What you need to do
1. In the passage on DOJ False Claims Act penalties, what record total in fines and penalties was set in 2014?
2. Translate this sentence from the passage on DOJ False Claims Act penalties into Spanish: "There are ways, however, that long-term care providers can take steps to stay out of DOJ crosshairs, they emphasized."
3. Reproduce the part of the passage on DOJ False Claims Act penalties starting at "There are ways, however, that" and ending at "Volkov Law Group.".

Quoted passage
The Department of Justice is on pace to hand out a record $5.6 billion-plus in total fines and penalties under the False Claims Act this year, a clear indicator that the agency has removed the kid gloves as the pandemic has started to wane, legal experts said.
There are ways, however, that long-term care providers can take steps to stay out of DOJ crosshairs, they emphasized.
The DOJ is headed well above last year’s $5.4 billion in FCA fines and penalties and should eclipse the record of $5.6 billion set in 2014, according to Michael Volkov of The Volkov Law Group.
“The pandemic, the whole country’s in crisis, all healthcare workers are heroes … that’s all over in the government perspective,” Matt Murer, Healthcare, Public Policy and Government Investigations Department Chair for Polsinelli, told McKnight’s Long-Term Care News Nov. 18.
“The government went out of their way to accommodate healthcare providers under the public health emergency. You saw really scaled back enforcement in surveys, really scaled back enforcement as far as DOJ investigations, but that’s all over. Even though the public health emergency is still in place, providers have already felt in their annual complaint surveys that the state surveyors are taking a harder line.”
The best way to mitigate risk and protect one’s group against enforcement actions is to cultivate a “culture of compliance,” Alison Schurick with BakerDonelson told McKnight’s.
“Healthcare organizations should assess, and, where necessary, update, existing internal policies, procedures, and protocols, implement internal complaint and reporting processes, educate and train leaders and employees on policies, and ensure written agreements are in place,” Schurick said.
Murer said there are three main points of focus by the DOJ that providers should be mindful of: use of federal funds, joint ventures, and quality of care. He recommends specific steps for providers for each.
Federal funding audits
“Be very cognizant of how you spend your money and are documenting it,” said Murer. “For some of those programs there are very certain applications as far as reporting, as far as uses, and as far as accounting for it.”
The DOJ started by going after the low hanging fruit of those who blatantly misused CARES Act and Paycheck Protection Program money by buying property or fancy cars, Murer said. He added the department is now starting to chase people who didn’t account for the funds correctly, or didn’t use it for the prescribed purposes.

Source material
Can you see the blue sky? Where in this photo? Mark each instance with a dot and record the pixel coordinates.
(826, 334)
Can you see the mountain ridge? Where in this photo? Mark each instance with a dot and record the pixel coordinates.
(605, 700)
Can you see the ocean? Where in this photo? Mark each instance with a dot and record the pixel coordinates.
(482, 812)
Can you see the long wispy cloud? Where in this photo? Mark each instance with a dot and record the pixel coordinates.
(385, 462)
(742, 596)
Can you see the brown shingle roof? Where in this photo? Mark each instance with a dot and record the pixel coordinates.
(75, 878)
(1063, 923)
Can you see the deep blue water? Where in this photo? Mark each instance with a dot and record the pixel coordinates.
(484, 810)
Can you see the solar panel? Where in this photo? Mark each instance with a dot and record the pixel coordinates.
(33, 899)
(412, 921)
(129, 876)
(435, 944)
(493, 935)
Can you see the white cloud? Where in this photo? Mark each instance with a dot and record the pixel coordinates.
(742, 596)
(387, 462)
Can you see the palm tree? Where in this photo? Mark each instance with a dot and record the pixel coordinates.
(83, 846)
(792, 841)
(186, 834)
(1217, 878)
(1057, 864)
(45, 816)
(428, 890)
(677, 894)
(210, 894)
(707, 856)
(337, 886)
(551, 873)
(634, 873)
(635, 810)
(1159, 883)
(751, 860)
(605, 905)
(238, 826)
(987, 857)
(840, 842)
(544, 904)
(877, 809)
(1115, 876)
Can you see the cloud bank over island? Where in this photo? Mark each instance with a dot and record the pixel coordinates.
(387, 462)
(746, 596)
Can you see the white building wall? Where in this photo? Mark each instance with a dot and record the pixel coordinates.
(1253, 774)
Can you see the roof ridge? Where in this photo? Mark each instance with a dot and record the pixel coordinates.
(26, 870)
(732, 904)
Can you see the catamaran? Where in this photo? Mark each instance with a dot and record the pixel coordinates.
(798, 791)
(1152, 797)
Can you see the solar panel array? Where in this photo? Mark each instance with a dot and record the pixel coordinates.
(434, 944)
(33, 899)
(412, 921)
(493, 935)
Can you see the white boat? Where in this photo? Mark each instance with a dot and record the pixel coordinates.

Responses to the tasks
1. $5.6 billion

2. Sin embargo, hay maneras en que los proveedores de cuidados a largo plazo pueden tomar medidas para mantenerse fuera de la mira del DOJ, subrayaron.

3.
There are ways, however, that long-term care providers can take steps to stay out of DOJ crosshairs, they emphasized.
The DOJ is headed well above last year’s $5.4 billion in FCA fines and penalties and should eclipse the record of $5.6 billion set in 2014, according to Michael Volkov of The Volkov Law Group.